Task brief >> Rewrite each line of the listing below as a Markdown table with two columns, Row and Line: number the rows and skip any blank lines. Leave the pictures out of your answer.

Entries taken from a collection:
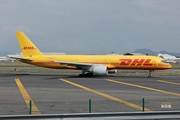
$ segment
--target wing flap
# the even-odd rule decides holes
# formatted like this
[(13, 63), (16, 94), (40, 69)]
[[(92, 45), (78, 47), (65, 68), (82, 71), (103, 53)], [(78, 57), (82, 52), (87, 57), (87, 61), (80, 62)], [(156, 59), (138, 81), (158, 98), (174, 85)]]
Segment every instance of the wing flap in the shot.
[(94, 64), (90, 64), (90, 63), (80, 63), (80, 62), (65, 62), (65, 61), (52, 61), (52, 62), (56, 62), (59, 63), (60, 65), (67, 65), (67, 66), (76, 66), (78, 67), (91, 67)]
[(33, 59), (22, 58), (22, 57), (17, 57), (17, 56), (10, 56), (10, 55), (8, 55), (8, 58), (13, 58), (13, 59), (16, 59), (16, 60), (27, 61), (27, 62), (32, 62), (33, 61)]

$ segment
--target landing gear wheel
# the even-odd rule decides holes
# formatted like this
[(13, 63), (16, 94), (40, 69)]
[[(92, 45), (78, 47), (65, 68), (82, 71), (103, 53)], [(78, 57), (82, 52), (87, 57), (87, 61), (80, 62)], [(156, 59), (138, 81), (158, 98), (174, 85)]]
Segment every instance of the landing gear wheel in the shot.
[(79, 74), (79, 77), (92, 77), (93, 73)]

Full answer >>
| Row | Line |
|---|---|
| 1 | $ segment |
| 2 | --target wing flap |
| 3 | # the even-odd rule decides holes |
| 4 | # formatted like this |
| 5 | [(13, 63), (16, 94), (40, 69)] |
| 6 | [[(92, 45), (78, 47), (65, 68), (82, 71), (103, 53)], [(78, 57), (82, 52), (87, 57), (87, 61), (80, 62)], [(156, 59), (138, 81), (158, 98), (174, 85)]] |
| 7 | Segment every instance of the wing flap in the shot. |
| 8 | [(94, 64), (90, 64), (90, 63), (80, 63), (80, 62), (65, 62), (65, 61), (52, 61), (52, 62), (56, 62), (59, 63), (60, 65), (67, 65), (67, 66), (76, 66), (78, 67), (91, 67)] |
| 9 | [(33, 59), (22, 58), (22, 57), (17, 57), (17, 56), (10, 56), (10, 55), (8, 55), (8, 58), (13, 58), (13, 59), (16, 59), (16, 60), (27, 61), (27, 62), (32, 62), (33, 61)] |
| 10 | $ segment |
| 11 | --target landing gear wheel |
| 12 | # the even-odd rule decides holes |
| 13 | # formatted like this |
| 14 | [(13, 63), (16, 94), (40, 69)] |
| 15 | [[(92, 45), (78, 47), (65, 68), (82, 71), (103, 53)], [(78, 57), (82, 52), (87, 57), (87, 61), (80, 62)], [(156, 59), (138, 81), (158, 98), (174, 85)]] |
| 16 | Segment every instance of the landing gear wheel in the shot. |
| 17 | [(79, 74), (79, 77), (92, 77), (93, 73)] |